Copy out the entries below, swapping "Traffic camera module" for "Street camera module" everywhere it occurs and keeping every other character the same.

* Begin Data for this task *

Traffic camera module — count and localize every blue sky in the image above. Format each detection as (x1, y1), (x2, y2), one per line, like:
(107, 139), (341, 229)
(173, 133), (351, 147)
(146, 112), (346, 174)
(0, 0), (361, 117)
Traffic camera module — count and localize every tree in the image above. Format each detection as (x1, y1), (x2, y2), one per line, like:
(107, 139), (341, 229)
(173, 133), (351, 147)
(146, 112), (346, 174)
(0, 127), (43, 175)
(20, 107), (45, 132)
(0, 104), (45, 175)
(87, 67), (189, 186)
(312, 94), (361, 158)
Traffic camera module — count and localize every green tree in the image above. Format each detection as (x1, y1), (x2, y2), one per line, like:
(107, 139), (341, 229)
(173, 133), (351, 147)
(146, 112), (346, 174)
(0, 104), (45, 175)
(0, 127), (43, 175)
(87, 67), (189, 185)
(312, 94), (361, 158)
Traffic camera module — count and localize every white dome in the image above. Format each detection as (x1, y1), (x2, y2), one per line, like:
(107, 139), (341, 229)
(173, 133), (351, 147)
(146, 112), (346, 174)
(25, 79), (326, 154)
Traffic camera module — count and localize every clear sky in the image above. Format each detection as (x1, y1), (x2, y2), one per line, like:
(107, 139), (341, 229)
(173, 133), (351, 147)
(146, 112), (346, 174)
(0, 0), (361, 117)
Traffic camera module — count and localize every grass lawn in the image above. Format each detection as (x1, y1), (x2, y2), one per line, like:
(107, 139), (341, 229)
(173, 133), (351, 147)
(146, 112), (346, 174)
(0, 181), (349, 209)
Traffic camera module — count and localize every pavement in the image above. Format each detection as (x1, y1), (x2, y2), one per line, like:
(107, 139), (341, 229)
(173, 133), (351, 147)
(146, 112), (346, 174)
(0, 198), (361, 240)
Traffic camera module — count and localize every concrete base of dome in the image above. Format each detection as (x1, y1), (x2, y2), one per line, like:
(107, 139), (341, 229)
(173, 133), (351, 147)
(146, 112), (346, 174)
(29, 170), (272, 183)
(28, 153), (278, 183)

* End Data for this task *

■ Correct output
Street camera module — count and localize every blue sky in the image above. Format each detection as (x1, y1), (x2, y2), one per line, like:
(107, 139), (341, 229)
(173, 133), (351, 147)
(146, 112), (346, 174)
(0, 0), (361, 117)
Street camera module — count and localize every tree in the image above. Format each detection as (x1, y1), (x2, y2), one per line, like:
(107, 139), (341, 229)
(173, 133), (351, 147)
(146, 112), (346, 174)
(0, 127), (43, 175)
(20, 107), (45, 132)
(0, 104), (45, 175)
(87, 67), (189, 186)
(312, 94), (361, 158)
Street camera module — count and localize every green tree in the image above. Format each detection as (x1, y1), (x2, y2), one per line, like:
(107, 139), (341, 229)
(173, 133), (351, 147)
(146, 112), (346, 174)
(0, 104), (45, 175)
(0, 127), (43, 175)
(87, 67), (189, 185)
(312, 94), (361, 158)
Street camera module — count and localize every white dome in the image above. Format each detection as (x1, y1), (x2, y2), one per line, like:
(107, 139), (341, 229)
(173, 133), (351, 147)
(146, 112), (346, 174)
(25, 79), (326, 154)
Street camera module — count and localize every clear sky in the image above. Format each detection as (x1, y1), (x2, y2), one per line, like:
(107, 139), (341, 229)
(173, 133), (351, 147)
(146, 112), (346, 174)
(0, 0), (361, 117)
Street camera module — count and localize every grass lawn in the image above. Format each detection as (x1, y1), (x2, y2), one per line, like:
(107, 139), (341, 229)
(173, 133), (351, 147)
(146, 112), (346, 174)
(0, 181), (349, 209)
Street camera module — count and localize every pavement in the image above. Format each detection as (x1, y1), (x2, y2), one per line, like:
(107, 139), (341, 229)
(173, 133), (351, 147)
(146, 112), (346, 174)
(0, 198), (361, 240)
Street camera module — count and localize every concrete base of dome in the image above. Format each detection as (x1, y1), (x2, y2), one per line, like:
(107, 139), (341, 229)
(173, 133), (351, 147)
(146, 112), (346, 174)
(29, 170), (272, 183)
(28, 153), (278, 183)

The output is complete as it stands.